----- EXCERPT PROVIDED
And by “put a lot into it”, Metter wasn’t kidding.

“We were shooting in New York City, Toronto, and Frobisher Bay Nunavut Territory, and we brought the “A” team. We had a dogsled team of German Shepherds trained specifically for the movie. We had permits to shoot that dogsled going across the George Washington Bridge, through Central Park, and down Fifth Avenue. I had spent about four months on it, United Artists spent four million, and I shot one thirty second scene. It was the most expensive thirty second movie ever made.”

Carroll’s screenplay would still retain some of the elements of Harron’s earlier drafts.
----------
----- DATA EXTRACT
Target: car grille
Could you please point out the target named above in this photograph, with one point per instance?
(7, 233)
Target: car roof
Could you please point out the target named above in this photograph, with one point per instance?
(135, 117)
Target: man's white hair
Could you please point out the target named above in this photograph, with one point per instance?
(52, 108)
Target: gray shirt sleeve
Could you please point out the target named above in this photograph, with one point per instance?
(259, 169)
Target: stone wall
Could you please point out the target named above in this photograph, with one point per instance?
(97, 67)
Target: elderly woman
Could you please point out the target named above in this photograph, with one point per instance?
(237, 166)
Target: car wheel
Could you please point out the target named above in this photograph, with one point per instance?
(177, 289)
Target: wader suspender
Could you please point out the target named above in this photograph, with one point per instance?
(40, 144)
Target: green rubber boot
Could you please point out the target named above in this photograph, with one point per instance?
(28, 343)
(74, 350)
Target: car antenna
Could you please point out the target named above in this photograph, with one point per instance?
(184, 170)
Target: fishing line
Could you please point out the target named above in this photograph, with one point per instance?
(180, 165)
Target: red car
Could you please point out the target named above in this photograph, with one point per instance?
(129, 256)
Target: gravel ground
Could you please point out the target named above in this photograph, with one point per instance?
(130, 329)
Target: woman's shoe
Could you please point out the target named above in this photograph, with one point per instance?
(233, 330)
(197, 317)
----------
* [PARTS OF THE EXERCISE]
a. Reproduce the listing word for word, starting at the line that contains "Target: car wheel" and ending at the final line of the listing.
b. Continue the excerpt about the costly dogsled shoot and the screenplay drafts from the point where it stops.

* [THE ANSWERS]
a.
Target: car wheel
Could you please point out the target named above in this photograph, with one point per instance?
(177, 289)
Target: wader suspender
Could you please point out the target named above in this photograph, with one point per instance?
(40, 144)
Target: green rubber boot
Could you please point out the target named above in this photograph, with one point per instance?
(28, 343)
(74, 350)
Target: car antenna
Could you please point out the target named above in this photograph, with one point per instance?
(184, 170)
Target: fishing line
Could you please point out the target named above in this photograph, with one point per instance?
(180, 165)
Target: red car
Could you please point out the target named above in this photograph, with one point per instance?
(129, 256)
Target: gravel ground
Could you please point out the target named above in this photograph, with one point per instance?
(130, 329)
Target: woman's shoe
Could you please point out the target named above in this photograph, with one point per instance?
(233, 330)
(197, 317)

b.
In this version, Atuk, for the purposes of the actor, is now the half-breed son of an Eskimo woman and a western missionary,living in Alaska with the rest of his tribe. Because of his different appearance and his unwillingness to hunt and kill animals, he feels like an outcast. He studies subjects such as American commerce and dreams of visiting the U.S. His opportunity arises, when a beautiful American news anchor named Michelle Ross, and her team filming a documentary about Inuit life. Atuk stows aboard her plane and is undiscovered until it’s too late, so Michelle must allow him to enter the United States with them.

Meanwhile, billionaire real estate mogul Alexander McKuen (based on Donald Trump), is currently battling efforts from environmentalists who are resistant to McKuen’s attempts to build a resort in the arctic, entitled, “The Emerald”.

Meanwhile, Alexander’s son, Bishop, a rebellious underage drinker, has just escaped his grounding punishment, and heads off for the docks in his own speedboat, when he crashes and nearly drowns. Atuk rescues him, and the two become fast friends. When Alexander learns of this, he sees in Atuk the “mascot” character for his project, and offers to put him up in one of his own hotels in the meantime, while Bishop, angry at Atuk for appeasing his father, whom he feels no longer loves him, is sent off to military school.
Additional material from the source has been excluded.